Exercise instructions ▸
Find each line in the material below that contains the word "black" and copy those lines.

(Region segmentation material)
- - - -

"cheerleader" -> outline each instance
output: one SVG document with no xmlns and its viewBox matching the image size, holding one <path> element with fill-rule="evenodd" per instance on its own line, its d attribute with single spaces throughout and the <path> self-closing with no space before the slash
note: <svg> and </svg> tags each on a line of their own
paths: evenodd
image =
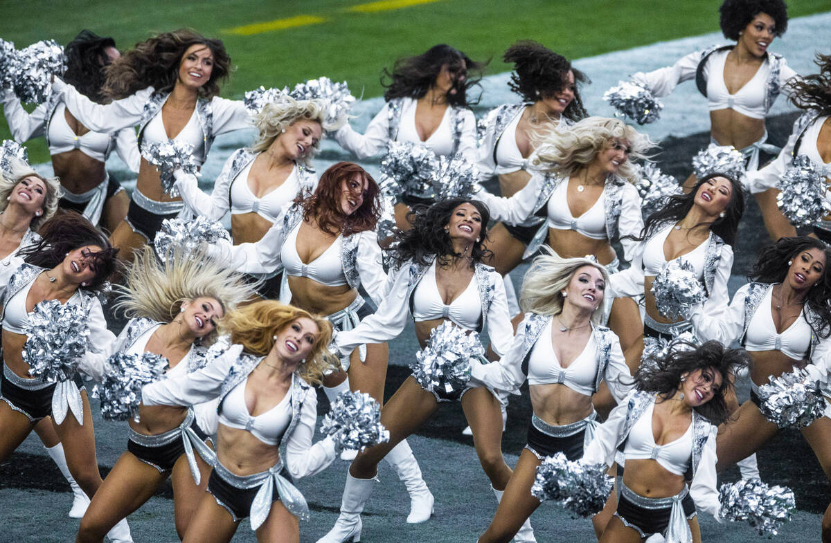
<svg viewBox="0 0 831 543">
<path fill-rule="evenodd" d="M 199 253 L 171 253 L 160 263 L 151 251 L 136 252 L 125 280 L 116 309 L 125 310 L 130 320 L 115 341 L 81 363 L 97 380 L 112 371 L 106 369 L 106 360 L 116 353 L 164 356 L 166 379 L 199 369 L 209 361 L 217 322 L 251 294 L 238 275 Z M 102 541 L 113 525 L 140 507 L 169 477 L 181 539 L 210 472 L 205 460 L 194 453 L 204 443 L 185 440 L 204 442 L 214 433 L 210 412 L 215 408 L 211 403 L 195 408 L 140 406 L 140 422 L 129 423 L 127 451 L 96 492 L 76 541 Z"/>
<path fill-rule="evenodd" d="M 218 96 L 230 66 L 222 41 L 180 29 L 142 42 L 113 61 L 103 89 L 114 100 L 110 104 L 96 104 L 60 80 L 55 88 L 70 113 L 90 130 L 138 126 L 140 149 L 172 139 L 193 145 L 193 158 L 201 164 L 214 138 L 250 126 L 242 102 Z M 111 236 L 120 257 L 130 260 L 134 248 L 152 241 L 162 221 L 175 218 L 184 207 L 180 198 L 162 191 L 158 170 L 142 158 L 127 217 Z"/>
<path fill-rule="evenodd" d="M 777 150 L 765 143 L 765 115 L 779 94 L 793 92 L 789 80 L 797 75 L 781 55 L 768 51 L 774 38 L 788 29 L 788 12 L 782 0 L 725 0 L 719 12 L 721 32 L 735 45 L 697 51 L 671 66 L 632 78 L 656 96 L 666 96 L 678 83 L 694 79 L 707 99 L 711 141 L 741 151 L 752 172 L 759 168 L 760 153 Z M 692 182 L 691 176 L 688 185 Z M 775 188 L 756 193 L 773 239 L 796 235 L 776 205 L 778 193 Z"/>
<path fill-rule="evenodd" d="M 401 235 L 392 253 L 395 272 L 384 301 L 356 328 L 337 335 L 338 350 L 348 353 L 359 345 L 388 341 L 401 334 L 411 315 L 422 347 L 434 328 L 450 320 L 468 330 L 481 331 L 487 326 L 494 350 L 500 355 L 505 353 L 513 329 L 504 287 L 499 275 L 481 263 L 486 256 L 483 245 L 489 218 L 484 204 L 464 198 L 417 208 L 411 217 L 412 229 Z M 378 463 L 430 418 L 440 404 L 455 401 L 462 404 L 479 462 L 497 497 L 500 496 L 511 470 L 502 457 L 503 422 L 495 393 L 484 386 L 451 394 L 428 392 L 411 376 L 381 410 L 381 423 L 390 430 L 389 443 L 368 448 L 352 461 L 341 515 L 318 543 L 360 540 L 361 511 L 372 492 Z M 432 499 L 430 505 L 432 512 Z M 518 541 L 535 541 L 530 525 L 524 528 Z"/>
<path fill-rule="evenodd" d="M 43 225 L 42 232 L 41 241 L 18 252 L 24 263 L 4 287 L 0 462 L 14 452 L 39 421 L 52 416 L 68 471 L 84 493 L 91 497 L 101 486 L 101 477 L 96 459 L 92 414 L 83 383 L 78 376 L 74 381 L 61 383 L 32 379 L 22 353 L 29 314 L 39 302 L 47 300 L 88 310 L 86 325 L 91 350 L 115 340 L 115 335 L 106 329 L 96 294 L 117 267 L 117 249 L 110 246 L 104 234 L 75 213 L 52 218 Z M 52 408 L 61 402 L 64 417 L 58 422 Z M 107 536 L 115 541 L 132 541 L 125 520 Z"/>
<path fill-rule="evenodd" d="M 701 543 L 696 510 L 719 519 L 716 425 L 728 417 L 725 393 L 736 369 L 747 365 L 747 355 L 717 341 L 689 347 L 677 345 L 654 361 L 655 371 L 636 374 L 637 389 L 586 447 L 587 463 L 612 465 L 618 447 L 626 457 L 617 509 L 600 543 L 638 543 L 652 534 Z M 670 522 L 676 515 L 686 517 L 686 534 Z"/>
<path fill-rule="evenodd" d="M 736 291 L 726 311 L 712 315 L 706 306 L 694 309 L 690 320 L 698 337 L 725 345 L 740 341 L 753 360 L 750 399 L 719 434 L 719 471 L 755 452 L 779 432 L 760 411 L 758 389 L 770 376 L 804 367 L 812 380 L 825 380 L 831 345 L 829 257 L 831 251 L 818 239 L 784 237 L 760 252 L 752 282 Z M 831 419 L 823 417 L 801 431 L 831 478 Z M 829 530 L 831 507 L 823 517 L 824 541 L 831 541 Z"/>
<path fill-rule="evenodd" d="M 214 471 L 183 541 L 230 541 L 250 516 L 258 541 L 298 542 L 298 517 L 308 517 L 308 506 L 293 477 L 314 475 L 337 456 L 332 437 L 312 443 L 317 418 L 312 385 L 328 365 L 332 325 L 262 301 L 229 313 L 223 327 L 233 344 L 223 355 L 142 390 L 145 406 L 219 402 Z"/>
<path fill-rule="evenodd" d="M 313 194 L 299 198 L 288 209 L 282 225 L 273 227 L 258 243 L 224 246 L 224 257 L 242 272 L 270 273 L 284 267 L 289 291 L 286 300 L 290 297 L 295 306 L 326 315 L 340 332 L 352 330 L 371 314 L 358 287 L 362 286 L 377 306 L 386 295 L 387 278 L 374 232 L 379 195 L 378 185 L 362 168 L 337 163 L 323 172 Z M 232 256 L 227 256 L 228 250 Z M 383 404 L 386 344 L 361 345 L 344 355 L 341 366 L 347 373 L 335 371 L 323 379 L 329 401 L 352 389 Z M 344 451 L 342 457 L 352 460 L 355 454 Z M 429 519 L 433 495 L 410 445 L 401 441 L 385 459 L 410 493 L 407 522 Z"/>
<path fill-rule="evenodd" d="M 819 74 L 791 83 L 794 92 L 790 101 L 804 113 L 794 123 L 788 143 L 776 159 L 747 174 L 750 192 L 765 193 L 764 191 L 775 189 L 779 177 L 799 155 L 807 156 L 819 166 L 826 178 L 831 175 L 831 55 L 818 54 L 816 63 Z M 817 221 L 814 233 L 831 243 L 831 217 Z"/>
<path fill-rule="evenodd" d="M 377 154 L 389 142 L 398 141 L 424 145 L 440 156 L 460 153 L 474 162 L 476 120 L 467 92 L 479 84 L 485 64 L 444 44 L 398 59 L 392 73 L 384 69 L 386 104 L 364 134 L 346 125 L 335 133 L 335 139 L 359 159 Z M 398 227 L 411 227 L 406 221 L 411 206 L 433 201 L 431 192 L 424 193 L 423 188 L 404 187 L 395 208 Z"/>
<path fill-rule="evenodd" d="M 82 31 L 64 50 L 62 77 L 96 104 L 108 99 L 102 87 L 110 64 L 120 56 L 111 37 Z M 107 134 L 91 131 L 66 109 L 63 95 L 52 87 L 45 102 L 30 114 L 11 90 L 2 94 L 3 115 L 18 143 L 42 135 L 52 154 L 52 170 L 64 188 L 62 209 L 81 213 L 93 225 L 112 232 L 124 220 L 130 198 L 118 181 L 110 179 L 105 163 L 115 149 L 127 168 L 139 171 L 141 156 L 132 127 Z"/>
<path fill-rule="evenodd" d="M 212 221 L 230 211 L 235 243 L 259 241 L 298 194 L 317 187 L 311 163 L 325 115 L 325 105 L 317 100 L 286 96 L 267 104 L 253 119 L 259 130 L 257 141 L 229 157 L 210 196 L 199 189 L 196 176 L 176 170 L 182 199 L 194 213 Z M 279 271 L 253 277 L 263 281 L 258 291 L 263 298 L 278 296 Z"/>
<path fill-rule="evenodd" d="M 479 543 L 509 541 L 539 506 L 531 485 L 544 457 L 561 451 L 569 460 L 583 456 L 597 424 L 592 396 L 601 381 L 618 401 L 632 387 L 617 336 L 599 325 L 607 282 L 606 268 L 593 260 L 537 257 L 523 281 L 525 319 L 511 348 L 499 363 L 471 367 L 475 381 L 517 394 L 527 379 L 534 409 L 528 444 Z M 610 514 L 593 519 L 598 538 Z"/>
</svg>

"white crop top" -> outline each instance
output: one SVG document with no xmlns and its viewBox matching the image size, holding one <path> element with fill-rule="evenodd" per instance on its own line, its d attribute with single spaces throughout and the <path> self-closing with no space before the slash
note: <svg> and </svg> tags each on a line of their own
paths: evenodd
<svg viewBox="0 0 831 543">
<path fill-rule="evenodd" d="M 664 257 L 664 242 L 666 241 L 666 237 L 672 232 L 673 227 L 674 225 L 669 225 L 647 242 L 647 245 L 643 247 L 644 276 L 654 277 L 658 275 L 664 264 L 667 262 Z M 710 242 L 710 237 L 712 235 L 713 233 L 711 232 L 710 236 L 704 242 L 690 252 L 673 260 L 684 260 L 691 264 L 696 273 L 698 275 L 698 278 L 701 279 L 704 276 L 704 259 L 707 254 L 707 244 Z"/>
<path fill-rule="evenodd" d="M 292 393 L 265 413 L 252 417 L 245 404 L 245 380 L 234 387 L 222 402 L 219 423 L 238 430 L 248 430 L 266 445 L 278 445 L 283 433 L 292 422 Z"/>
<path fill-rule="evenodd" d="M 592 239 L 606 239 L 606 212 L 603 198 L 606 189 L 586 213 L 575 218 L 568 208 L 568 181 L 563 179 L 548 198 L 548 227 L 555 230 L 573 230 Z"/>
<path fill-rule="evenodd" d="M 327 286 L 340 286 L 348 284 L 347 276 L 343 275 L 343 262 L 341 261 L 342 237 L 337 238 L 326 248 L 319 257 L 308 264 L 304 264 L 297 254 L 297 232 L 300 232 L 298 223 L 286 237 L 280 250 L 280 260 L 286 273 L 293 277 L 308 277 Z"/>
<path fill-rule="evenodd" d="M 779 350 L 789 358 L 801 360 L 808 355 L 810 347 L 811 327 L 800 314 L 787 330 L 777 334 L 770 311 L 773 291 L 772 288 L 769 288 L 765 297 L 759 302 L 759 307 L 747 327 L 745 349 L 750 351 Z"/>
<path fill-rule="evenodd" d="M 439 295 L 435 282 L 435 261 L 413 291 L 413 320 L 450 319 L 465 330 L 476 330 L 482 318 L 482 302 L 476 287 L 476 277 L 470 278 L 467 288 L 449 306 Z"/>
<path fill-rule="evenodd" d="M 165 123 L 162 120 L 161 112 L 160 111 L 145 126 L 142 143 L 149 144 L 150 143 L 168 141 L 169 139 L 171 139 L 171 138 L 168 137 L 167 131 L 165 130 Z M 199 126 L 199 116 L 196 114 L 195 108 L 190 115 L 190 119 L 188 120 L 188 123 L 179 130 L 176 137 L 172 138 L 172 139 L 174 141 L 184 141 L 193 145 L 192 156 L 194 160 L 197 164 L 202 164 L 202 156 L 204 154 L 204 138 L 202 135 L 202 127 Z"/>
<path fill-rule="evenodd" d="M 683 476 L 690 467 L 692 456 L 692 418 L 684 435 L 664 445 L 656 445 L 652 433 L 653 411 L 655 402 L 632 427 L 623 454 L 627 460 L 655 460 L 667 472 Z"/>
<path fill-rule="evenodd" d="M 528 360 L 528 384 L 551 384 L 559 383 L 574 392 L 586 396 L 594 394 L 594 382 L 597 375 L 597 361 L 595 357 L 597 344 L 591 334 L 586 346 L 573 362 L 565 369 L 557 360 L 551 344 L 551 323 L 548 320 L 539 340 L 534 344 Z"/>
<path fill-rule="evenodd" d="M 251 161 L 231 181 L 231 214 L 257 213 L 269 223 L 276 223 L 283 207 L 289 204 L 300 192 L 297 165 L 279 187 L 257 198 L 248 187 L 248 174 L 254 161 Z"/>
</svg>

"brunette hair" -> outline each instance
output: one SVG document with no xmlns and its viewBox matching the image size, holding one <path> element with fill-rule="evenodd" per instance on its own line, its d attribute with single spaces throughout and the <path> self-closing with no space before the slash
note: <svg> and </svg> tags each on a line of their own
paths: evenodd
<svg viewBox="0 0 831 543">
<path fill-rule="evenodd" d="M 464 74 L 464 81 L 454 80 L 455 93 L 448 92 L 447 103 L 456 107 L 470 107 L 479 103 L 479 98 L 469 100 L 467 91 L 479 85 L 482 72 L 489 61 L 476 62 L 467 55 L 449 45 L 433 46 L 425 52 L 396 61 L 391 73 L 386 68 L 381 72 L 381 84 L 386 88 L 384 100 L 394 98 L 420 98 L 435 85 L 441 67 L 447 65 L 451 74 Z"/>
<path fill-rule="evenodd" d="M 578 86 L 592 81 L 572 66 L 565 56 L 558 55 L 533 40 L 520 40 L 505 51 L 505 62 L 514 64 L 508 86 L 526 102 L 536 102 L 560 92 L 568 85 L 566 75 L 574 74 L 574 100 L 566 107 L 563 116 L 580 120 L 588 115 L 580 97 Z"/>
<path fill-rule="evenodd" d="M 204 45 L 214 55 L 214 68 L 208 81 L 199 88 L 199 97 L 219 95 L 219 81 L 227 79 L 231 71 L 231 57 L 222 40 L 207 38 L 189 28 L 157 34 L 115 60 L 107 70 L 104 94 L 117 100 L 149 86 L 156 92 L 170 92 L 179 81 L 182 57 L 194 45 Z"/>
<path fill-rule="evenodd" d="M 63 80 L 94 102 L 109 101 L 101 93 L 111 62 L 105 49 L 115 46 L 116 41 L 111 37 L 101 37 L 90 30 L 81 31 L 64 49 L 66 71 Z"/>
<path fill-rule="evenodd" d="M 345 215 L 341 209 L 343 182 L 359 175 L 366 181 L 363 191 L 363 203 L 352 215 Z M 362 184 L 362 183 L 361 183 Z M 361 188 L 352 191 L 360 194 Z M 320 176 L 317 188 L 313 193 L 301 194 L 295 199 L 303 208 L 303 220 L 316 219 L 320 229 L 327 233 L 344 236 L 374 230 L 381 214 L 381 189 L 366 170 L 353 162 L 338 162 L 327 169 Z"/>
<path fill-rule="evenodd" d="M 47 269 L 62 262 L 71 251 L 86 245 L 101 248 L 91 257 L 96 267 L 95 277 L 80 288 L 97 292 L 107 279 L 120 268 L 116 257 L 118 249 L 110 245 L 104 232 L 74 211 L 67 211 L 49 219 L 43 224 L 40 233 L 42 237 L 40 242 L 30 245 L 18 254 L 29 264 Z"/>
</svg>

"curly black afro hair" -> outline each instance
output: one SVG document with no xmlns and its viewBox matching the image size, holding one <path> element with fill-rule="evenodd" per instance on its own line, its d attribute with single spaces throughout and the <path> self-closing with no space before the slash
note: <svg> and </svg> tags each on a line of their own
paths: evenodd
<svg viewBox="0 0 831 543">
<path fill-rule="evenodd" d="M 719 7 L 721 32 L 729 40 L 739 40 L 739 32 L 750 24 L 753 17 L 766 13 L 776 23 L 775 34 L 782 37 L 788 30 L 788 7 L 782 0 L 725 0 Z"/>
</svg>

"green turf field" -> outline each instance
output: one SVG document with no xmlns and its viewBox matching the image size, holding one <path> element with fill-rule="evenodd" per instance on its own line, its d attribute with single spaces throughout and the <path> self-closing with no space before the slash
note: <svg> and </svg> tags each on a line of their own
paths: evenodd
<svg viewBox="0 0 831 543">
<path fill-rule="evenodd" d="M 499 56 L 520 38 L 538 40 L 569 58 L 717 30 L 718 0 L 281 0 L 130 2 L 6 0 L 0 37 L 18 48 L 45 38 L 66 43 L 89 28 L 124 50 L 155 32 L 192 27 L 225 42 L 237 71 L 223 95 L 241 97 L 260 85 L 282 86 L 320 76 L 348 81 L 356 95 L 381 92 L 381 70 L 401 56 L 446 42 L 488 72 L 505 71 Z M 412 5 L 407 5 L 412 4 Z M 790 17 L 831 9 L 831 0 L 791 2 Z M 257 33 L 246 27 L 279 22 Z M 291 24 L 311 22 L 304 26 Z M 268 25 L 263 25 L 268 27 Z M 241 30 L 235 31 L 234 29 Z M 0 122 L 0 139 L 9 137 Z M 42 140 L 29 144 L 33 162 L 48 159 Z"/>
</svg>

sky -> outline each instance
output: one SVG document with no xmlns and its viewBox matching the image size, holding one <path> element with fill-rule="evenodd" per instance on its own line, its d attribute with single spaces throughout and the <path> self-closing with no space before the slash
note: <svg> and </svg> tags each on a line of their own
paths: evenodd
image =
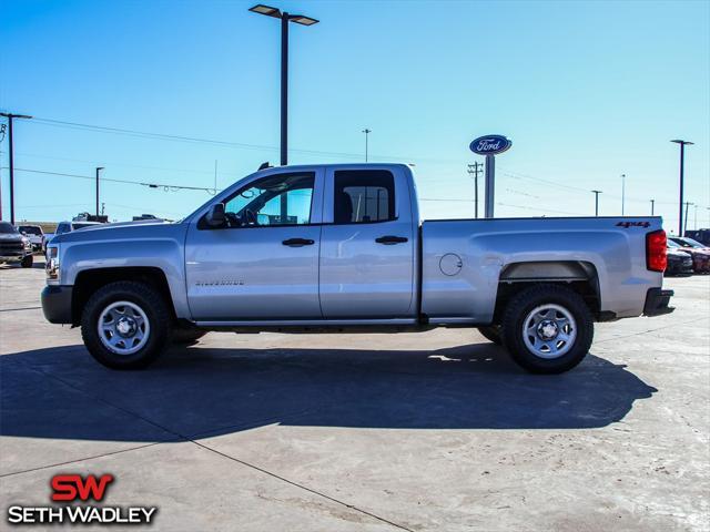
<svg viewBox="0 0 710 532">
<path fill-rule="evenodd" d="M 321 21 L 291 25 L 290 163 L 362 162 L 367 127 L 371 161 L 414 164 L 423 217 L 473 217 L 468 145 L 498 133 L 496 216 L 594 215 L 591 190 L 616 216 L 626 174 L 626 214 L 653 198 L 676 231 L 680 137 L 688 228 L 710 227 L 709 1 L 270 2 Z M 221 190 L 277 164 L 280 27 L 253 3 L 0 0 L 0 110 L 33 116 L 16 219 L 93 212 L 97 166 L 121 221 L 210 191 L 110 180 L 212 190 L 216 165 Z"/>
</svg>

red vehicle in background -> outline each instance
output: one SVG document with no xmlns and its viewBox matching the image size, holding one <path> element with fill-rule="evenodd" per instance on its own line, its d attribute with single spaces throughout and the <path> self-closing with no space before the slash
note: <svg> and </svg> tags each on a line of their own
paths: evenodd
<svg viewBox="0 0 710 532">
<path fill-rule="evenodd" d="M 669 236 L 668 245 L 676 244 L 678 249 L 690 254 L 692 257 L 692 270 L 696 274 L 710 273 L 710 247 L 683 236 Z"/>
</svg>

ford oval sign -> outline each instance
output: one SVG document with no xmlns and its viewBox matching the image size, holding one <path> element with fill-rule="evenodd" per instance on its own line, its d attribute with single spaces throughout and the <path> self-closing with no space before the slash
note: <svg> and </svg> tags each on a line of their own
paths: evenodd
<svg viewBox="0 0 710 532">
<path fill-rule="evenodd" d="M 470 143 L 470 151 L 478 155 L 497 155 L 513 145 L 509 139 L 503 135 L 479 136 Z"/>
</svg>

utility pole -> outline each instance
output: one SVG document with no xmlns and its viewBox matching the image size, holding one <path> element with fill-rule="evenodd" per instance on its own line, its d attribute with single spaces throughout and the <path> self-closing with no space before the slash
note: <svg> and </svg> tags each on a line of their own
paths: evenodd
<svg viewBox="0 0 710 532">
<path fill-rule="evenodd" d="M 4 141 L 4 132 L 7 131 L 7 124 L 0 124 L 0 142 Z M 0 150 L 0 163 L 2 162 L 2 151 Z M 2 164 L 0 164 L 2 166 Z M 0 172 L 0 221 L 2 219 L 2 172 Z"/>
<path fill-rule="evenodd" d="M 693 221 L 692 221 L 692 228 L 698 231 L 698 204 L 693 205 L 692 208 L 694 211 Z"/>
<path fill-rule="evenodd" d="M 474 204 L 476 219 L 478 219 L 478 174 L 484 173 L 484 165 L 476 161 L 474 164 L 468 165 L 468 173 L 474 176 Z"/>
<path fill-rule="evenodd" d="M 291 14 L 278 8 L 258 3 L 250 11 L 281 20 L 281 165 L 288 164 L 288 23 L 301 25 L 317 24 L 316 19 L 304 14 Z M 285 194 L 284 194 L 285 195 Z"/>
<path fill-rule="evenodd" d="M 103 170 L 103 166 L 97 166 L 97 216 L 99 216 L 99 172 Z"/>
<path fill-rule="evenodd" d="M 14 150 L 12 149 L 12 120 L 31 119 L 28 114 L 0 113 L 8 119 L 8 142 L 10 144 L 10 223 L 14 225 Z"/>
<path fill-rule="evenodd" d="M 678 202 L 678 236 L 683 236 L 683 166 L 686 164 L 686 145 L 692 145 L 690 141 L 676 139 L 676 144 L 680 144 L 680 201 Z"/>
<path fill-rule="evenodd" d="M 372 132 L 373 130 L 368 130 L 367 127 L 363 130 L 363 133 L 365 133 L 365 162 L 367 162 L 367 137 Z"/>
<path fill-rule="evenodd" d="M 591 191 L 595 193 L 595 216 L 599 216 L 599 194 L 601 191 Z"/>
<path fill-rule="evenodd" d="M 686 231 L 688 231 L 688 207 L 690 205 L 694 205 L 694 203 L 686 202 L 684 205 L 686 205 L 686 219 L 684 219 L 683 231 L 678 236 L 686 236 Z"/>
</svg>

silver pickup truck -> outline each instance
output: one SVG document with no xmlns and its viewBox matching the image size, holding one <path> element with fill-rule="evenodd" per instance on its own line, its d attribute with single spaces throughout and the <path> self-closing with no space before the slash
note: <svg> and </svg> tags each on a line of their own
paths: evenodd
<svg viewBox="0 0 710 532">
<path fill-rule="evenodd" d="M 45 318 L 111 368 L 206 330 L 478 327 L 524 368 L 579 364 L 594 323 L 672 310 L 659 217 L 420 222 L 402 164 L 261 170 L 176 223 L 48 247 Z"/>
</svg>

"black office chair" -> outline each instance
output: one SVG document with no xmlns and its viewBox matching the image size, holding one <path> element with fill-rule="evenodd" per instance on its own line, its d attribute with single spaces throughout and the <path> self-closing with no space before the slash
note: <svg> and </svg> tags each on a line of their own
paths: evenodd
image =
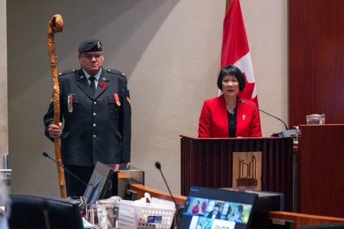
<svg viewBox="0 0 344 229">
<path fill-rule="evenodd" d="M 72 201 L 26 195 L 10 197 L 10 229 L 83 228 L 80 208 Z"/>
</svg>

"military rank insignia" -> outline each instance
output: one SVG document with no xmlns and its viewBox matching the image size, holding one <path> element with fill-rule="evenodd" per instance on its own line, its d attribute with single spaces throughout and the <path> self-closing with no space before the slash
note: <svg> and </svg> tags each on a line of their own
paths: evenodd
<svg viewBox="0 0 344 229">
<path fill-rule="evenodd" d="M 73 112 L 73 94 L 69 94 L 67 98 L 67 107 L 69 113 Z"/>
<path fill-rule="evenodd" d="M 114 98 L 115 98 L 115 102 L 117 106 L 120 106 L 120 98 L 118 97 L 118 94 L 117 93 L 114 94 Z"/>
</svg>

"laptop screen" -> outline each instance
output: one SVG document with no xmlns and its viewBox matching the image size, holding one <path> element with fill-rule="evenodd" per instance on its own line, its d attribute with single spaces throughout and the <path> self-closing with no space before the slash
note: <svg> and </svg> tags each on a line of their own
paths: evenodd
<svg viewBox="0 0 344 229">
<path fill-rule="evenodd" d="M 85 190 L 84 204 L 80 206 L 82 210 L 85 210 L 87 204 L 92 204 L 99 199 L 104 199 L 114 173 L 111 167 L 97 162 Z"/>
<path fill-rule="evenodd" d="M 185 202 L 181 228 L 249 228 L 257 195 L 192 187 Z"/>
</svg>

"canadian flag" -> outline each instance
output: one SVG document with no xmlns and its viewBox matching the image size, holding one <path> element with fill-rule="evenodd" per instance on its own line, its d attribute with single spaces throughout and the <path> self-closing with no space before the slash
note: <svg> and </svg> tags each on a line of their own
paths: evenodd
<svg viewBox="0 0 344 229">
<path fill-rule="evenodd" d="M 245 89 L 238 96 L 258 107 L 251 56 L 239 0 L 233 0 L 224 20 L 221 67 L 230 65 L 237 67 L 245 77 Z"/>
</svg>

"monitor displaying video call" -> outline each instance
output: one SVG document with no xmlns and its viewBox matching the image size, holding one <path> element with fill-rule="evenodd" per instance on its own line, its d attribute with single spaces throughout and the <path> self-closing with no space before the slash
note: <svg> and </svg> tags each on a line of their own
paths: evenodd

- - - -

Exercise response ▸
"curly black afro hair" -> outline each instance
"black office chair" -> outline each instance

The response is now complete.